WERKINSTRUCTIES
Schaal in de records hieronder, van de regel met "Drone-based agricultural survey in progress. Pinpoint project" tot en met de regel met "[778,317,975,475]", elk getal in de resultaatcoördinaten met 1,65 en rond af op hele getallen, waarbij halven naar boven gaan. Geef alleen die regels opnieuw weer, met alle overige tekst ongewijzigd.

AANGELEVERDE RECORDS
* * * * * * *
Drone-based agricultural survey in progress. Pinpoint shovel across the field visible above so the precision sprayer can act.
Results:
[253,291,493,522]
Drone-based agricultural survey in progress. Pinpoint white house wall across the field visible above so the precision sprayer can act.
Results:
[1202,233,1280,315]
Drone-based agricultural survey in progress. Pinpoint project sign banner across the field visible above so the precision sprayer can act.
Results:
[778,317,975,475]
* * * * * * *
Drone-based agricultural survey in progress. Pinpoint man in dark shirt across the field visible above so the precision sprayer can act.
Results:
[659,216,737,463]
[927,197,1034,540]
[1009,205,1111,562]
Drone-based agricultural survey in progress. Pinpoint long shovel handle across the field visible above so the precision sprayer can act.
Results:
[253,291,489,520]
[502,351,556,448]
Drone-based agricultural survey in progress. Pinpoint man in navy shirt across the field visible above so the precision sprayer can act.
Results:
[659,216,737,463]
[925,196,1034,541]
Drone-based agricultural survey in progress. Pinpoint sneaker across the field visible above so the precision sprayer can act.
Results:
* * * * * * *
RESULTAAT HIERONDER
Drone-based agricultural survey in progress. Pinpoint project sign banner across the field visible above so the precision sprayer can act.
Results:
[1284,523,1609,784]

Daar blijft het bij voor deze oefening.